[Entries from an annotation dataset]

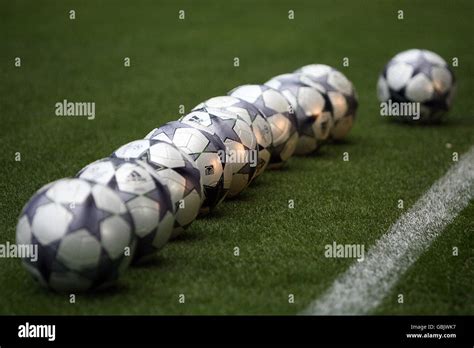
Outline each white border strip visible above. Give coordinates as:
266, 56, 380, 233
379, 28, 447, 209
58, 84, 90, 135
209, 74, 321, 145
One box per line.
302, 147, 474, 315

§ **GIVEN REQUEST**: Rewrite the records above, replacing "border strip" with "edge band" and keeping everything else the same. Omit the pictures.

§ **RESPONSE**:
Outline each white edge band visible above. Give coordinates as:
266, 56, 380, 233
379, 28, 447, 209
58, 84, 90, 135
209, 74, 321, 145
One box per line.
302, 147, 474, 315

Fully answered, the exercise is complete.